Rédigez la suite du texte sur le couvent de la Visitation de Thonon-les-Bains en reprenant juste après sa dernière phrase.

__Texte présenté__

.....

Origine et histoire du Couvent de la Visitation
Le couvent de la Visitation, ou couvent Sainte-Marie, est un ancien couvent de Visitandines situé à Thonon-les-Bains, en Haute‑Savoie. Quitté par les religieuses à la fin des années 1960, il accueille aujourd’hui la médiathèque municipale, une école de musique, un espace d’exposition et l’Académie chablaisienne. L’ensemble est partiellement inscrit au titre des monuments historiques depuis 1973.
Le site se trouve depuis le centre ancien dans l’axe de la rue Chante‑Coq, bordé par la place du marché au sud et par la rue des Granges à l’ouest ; à l’origine il était implanté extra‑muros, en vis‑à‑vis d’une porte de la ville. Le couvent couvre environ 2 900 m2 et s’organise autour de deux cours intérieures : à l’ouest la cour des provisions et à l’est le cloître. Les bâtiments comportent rez‑de‑chaussée et deux étages, certains avec un niveau de cave, desservis par quatre escaliers ; leur orientation générale est est‑nord‑est / ouest‑sud‑ouest, à l’exception du bâtiment occidental aligné sur la rue des Granges. Une petite place au sud‑ouest a été remplacée par l’auditorium de la médiathèque à la fin des années 2010.
L’église, située au nord‑ouest en bordure de la cour des provisions, est un édifice à nef unique de 22,6 m de long sur 8 m de large, comprenant une nef en trois travées, un chœur de plan carré voûté en arêtes, deux petites chapelles formant les bras du transept et une crypte. À l’ouest, le bâtiment des sœurs tourières, situé entre la rue des Granges et la cour des provisions, faisait office d’interface avec l’extérieur et de limite de la clôture ; il abritait deux « tours », dispositifs cylindriques en bois permettant de faire passer des objets à travers une cloison sans contact direct, ainsi que des parloirs. L’aile ouest du cloître, accolée au sud du chœur, contenait au rez‑de‑chaussée le chœur des religieuses, communicant avec l’église par une grande baie grillagée, et accueillait à l’étage l’infirmerie de la communauté jusqu’au XIXe siècle ; au début du XXIe siècle, l’Académie chablaisienne occupait ses combles. L’aile sud, qui abritait au XVIIe siècle les cellules des religieuses, présentait des inscriptions murales peintes sous forme de sentences tirées de la Bible ou de Thomas d’Aquin ; huit de ces peintures étaient conservées in situ avant les travaux du XXIe siècle.

.....

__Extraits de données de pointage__

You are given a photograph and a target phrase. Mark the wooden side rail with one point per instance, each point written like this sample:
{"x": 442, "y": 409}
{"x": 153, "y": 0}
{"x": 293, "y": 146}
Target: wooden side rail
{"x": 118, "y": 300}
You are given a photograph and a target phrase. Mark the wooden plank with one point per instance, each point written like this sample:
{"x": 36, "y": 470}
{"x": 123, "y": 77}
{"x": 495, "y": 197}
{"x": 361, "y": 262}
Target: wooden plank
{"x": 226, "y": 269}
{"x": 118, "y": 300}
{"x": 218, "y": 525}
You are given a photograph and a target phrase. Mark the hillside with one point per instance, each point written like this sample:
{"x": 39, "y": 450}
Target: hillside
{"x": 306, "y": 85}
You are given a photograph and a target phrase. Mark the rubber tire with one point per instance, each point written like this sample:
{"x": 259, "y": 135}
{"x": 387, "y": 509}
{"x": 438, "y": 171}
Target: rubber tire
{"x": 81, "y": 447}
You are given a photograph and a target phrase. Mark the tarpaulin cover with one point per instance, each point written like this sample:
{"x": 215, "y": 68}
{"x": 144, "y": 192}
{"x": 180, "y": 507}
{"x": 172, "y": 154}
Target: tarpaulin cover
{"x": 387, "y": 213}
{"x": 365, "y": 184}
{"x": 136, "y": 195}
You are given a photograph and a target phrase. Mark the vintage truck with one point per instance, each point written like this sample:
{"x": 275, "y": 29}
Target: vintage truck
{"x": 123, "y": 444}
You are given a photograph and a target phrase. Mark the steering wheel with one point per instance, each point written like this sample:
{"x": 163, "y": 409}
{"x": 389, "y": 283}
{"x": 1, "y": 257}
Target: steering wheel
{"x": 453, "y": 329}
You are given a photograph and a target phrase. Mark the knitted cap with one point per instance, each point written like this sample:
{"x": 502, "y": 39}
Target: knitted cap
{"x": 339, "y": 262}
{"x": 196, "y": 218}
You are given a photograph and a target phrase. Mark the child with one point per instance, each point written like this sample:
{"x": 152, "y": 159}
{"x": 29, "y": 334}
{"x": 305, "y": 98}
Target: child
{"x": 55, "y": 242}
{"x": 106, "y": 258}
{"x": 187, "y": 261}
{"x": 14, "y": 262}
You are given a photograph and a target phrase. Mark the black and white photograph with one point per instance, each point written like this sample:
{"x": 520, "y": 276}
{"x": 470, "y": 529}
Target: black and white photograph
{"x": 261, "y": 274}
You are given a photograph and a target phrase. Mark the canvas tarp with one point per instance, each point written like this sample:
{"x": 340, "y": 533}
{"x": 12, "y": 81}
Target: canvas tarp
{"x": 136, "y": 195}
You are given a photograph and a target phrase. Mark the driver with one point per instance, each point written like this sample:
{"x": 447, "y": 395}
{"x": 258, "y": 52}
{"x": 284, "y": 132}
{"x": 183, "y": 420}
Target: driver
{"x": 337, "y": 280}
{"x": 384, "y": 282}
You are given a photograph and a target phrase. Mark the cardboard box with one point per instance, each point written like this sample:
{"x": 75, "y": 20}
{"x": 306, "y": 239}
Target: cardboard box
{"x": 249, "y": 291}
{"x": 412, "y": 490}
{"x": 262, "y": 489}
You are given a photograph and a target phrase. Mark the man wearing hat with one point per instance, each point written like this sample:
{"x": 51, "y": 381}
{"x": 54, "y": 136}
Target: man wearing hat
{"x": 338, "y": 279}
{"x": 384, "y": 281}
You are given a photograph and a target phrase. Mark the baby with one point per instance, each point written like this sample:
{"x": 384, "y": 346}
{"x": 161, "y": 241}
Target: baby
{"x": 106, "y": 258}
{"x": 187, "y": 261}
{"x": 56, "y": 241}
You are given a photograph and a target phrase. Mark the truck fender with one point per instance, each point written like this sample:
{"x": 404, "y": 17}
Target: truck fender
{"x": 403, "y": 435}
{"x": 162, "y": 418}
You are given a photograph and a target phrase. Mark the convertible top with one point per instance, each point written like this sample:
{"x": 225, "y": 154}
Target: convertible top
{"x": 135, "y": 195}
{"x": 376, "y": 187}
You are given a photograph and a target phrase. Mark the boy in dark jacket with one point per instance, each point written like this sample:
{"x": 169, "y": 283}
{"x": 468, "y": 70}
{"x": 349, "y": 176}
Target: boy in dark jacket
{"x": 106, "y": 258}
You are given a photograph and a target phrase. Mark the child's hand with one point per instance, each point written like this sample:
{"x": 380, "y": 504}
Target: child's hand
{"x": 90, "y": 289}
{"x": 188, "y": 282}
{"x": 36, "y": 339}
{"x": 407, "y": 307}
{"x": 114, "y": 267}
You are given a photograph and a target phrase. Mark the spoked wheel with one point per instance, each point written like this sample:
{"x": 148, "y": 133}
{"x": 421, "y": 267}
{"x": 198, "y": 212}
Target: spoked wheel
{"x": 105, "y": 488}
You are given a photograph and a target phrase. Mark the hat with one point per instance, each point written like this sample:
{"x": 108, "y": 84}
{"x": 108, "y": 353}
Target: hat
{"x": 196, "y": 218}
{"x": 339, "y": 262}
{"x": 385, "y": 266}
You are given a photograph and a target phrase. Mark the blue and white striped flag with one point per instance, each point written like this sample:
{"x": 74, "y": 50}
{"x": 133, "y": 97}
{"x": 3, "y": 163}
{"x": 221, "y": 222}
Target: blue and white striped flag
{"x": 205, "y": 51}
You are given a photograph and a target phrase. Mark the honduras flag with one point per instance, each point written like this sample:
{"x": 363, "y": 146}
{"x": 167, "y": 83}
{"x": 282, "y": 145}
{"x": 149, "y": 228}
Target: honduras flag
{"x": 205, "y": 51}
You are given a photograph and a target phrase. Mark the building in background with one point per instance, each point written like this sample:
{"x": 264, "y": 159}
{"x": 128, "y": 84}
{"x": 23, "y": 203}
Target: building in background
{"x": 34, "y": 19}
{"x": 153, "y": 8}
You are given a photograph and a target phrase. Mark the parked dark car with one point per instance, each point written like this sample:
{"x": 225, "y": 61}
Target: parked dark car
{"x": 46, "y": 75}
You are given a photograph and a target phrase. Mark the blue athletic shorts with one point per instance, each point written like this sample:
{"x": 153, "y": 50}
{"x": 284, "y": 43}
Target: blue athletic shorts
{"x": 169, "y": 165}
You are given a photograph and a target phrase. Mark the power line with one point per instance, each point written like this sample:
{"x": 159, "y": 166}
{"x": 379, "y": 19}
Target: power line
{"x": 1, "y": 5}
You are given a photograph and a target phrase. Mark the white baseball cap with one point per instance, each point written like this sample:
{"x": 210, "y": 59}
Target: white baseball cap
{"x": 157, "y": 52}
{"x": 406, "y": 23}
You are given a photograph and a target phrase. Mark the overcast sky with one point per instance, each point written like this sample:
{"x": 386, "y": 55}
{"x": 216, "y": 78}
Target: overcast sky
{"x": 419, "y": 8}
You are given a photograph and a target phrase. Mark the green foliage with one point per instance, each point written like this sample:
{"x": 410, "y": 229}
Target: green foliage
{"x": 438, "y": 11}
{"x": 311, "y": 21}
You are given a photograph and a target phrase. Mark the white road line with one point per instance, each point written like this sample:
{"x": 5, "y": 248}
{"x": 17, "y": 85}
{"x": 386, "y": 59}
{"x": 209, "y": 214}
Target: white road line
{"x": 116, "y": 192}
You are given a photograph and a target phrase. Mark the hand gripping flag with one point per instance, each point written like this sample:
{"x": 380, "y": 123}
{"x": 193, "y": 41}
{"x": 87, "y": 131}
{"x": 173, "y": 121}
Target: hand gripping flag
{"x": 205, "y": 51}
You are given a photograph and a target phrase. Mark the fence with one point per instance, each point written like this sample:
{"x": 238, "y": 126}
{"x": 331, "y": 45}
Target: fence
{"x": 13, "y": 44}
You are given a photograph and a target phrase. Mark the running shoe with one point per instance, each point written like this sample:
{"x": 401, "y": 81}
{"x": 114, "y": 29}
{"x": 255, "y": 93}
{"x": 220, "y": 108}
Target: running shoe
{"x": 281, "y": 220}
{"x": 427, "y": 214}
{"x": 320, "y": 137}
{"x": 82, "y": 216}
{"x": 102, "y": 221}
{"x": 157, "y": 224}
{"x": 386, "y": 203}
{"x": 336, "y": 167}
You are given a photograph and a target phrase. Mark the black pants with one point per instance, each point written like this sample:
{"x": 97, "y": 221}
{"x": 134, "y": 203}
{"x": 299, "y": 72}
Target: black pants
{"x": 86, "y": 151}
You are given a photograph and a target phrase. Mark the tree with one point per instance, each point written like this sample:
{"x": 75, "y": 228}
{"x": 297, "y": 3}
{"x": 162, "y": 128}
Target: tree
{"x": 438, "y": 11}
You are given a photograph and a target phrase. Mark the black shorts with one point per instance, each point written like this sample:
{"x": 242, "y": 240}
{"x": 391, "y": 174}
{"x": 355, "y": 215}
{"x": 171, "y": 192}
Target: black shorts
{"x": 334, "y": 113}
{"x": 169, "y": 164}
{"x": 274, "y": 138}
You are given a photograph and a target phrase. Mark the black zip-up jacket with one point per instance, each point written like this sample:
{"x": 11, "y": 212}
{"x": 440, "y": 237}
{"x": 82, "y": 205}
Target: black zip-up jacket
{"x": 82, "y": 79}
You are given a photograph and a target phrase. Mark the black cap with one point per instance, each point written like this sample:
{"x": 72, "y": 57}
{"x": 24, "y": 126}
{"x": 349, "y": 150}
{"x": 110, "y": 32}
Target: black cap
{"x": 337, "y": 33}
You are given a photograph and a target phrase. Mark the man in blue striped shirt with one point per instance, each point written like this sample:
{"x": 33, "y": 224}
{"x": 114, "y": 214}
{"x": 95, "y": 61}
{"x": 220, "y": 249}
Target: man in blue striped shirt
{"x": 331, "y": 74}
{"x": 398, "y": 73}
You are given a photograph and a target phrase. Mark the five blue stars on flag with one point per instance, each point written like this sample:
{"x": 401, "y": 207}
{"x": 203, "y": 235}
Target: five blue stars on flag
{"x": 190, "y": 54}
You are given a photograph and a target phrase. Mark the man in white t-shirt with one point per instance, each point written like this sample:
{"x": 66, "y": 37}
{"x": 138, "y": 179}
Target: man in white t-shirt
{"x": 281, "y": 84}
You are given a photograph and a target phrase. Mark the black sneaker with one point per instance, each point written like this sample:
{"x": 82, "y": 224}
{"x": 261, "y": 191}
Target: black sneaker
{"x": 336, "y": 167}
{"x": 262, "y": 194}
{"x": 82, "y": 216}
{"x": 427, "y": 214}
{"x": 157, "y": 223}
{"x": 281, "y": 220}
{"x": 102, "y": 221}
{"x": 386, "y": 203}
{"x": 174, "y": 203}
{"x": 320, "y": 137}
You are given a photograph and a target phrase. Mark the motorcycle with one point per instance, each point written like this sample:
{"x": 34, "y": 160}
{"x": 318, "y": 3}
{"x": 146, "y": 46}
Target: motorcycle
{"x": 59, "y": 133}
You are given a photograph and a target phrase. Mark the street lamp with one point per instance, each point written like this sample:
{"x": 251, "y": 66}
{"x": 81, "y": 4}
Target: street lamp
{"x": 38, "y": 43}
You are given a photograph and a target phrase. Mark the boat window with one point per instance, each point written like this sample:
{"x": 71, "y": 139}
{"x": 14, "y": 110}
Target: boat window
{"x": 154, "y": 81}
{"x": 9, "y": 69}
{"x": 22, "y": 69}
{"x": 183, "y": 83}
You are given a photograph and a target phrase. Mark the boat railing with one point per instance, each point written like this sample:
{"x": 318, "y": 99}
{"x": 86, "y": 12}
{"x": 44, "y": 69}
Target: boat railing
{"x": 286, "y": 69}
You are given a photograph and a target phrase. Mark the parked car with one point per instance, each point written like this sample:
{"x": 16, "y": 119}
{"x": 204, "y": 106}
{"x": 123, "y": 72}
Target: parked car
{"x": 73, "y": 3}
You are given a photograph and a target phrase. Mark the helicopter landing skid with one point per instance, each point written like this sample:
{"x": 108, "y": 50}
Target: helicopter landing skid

.....

__Résultat produit__
Parmi les bâtiments annexes, l’ancien moulin à eau, de l’autre côté de la place du marché, a été reconverti en restaurant et sa meule est visible devant le bâtiment. Le bief qui alimentait le moulin, le canal de l’Oncion, alimentait également le château de Ripaille et remonte au XIVe siècle ; bien que détruit en 1959, il est aujourd’hui matérialisé par un canal plus modeste dans le parc jouxtant le moulin et la place du marché.
Fondé d’abord à Évian en 1625, le couvent connaît des difficultés liées à l’absence de confesseurs et à l’impossibilité de s’étendre, ce qui provoque son transfert à Thonon en 1627 ; Jeanne de Chantal juge ce nouveau siège « plus illustre et mieux fourni des choses nécessaire à l’entretien de la vie religieuse » et réside sur place en 1639, validant vraisemblablement le plan du nouvel établissement. La communauté s’installe d’abord dans une maison acquise par Marie de Charmoisy, puis, en 1633, sur le site actuel composé de granges, maisons, jardins, verges et vignes, achat rendu possible par les dons du marquis Albert de Lullin ; d’autres propriétés sont acquises en 1636.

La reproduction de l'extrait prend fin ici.